(Data excerpts)
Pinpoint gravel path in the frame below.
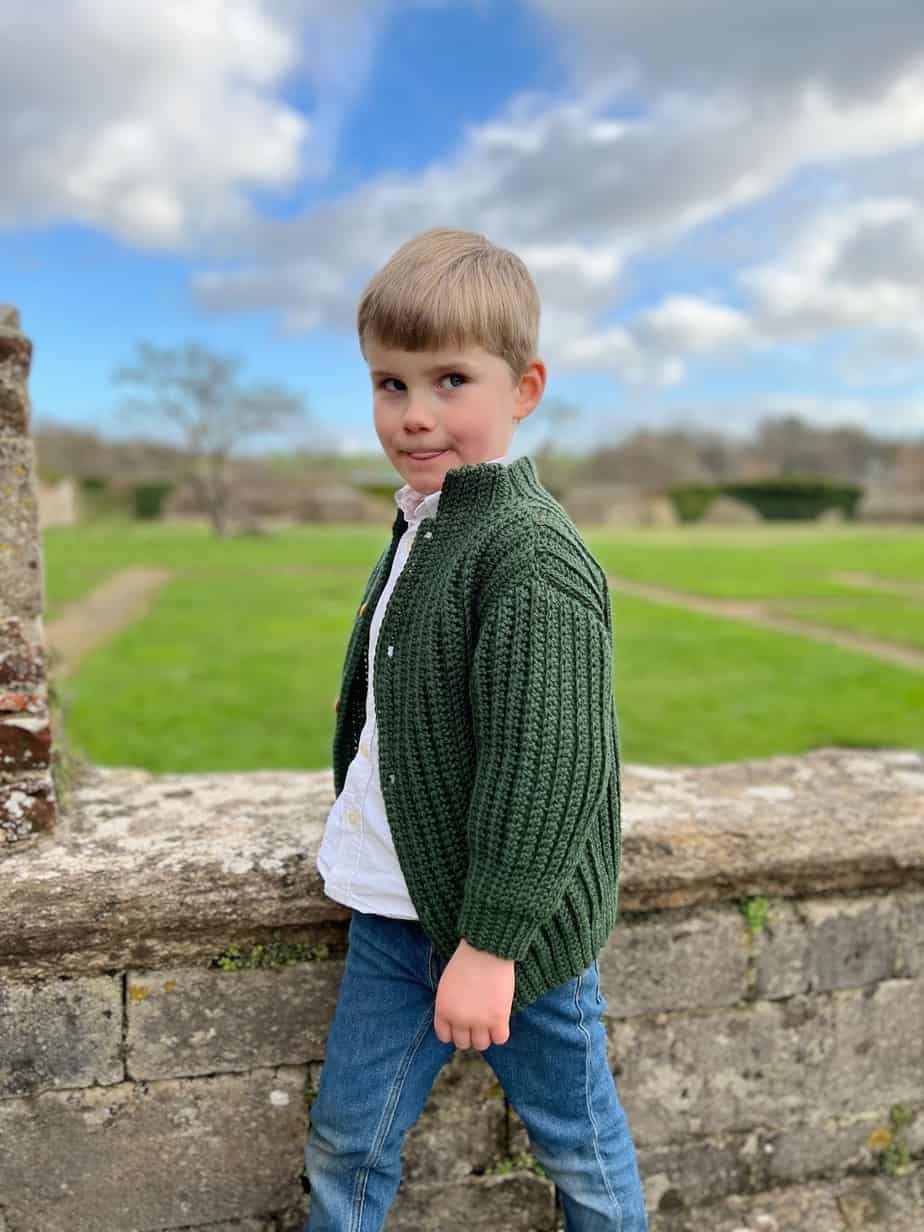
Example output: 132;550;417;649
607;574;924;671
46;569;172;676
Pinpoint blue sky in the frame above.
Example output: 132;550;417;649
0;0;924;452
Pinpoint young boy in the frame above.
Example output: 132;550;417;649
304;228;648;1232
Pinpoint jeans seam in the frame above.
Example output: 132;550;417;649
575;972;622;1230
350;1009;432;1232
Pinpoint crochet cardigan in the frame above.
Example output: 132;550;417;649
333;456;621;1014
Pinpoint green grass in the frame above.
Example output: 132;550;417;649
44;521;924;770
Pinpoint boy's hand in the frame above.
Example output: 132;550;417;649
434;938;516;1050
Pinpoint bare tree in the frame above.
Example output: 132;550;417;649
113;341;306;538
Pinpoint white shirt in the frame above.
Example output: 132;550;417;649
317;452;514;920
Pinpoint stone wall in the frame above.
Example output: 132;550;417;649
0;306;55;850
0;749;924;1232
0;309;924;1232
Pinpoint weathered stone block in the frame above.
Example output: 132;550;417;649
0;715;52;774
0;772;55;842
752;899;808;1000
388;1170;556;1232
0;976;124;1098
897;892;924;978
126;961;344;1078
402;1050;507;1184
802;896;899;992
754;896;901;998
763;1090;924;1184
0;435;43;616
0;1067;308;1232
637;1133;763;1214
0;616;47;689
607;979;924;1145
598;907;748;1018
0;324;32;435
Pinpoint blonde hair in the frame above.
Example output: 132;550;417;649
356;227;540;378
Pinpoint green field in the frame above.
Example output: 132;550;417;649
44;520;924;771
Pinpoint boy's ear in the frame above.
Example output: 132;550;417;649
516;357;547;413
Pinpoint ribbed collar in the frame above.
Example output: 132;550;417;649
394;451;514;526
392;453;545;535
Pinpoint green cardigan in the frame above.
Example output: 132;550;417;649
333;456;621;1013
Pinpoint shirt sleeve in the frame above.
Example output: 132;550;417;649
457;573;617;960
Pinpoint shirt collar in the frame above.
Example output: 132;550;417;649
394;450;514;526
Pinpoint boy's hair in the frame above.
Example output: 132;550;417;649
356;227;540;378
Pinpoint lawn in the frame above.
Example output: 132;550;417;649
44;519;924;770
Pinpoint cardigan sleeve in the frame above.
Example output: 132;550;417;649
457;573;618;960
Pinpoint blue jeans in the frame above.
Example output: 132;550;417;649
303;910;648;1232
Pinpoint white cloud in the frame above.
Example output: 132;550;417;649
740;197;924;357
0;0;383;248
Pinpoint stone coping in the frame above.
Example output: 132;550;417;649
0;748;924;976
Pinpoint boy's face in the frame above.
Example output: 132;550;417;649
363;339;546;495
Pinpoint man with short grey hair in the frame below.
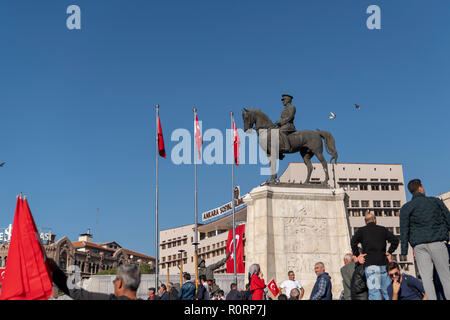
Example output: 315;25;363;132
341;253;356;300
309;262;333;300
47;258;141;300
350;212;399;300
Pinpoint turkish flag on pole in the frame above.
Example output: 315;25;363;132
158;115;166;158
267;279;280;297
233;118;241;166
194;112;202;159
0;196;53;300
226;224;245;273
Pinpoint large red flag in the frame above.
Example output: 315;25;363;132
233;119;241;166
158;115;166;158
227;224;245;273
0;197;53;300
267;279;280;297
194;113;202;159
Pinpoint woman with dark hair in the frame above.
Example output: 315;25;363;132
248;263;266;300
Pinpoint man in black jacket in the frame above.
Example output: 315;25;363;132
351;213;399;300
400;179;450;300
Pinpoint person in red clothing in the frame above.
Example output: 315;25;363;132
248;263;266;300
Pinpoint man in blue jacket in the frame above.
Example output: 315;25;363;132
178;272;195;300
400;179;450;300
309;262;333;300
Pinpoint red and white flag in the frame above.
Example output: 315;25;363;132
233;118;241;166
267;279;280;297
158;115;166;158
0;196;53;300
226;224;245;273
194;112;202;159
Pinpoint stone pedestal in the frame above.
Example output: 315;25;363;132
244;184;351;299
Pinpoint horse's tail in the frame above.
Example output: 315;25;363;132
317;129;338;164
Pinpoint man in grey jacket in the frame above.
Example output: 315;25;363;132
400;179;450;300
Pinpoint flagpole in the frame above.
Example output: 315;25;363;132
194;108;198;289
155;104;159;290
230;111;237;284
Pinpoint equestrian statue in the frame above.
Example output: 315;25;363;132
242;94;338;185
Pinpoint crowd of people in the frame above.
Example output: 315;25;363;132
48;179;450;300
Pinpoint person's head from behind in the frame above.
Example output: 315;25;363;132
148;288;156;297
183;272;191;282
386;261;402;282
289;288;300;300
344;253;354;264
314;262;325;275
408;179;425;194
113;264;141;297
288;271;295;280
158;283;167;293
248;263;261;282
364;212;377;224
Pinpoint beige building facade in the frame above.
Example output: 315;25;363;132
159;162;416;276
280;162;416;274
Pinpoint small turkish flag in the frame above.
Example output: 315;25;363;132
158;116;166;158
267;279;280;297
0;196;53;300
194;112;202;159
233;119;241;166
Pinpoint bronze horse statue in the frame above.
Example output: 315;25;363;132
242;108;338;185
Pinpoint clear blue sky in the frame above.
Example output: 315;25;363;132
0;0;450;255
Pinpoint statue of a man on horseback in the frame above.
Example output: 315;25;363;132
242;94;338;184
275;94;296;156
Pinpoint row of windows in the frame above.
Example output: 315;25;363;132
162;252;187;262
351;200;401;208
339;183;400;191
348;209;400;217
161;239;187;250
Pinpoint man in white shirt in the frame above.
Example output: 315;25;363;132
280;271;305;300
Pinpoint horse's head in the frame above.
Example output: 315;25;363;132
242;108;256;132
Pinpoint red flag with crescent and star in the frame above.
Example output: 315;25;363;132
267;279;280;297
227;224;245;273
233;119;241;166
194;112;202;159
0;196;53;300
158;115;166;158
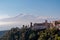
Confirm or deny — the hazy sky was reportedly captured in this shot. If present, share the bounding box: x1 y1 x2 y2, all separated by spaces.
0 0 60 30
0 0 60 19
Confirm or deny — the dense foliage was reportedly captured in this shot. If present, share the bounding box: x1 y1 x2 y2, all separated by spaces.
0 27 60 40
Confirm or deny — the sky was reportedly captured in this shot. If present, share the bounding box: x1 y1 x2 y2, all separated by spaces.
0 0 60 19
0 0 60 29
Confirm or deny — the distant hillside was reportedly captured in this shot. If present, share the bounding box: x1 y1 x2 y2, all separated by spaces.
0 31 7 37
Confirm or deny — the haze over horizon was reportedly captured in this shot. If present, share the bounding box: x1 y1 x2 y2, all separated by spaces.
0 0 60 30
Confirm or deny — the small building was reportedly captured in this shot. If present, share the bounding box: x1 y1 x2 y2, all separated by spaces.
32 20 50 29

(Stated exercise) Output everything from the line containing "Pinpoint green grass in the frame above." down to the line containing "0;309;924;1232", both included, as a JSON list of strings, one string per line and no blank lines.

(Reply to the task)
[
  "Pinpoint green grass in the frame above.",
  "Example output: 132;550;417;649",
  "44;521;924;770",
  "Pinpoint boy's hand in the frame above.",
  "Example output: 132;550;417;649",
  "434;938;516;1050",
  "Pinpoint bare tree in the frame above.",
  "Example output: 132;550;417;649",
  "113;341;306;538",
  "Pinpoint white shirt in the frame above.",
  "Example output: 132;550;417;649",
  "317;452;514;920",
  "Pinpoint stone wall in the frame above.",
  "Example output: 132;550;417;649",
  "0;306;55;850",
  "0;749;924;1232",
  "0;309;924;1232"
]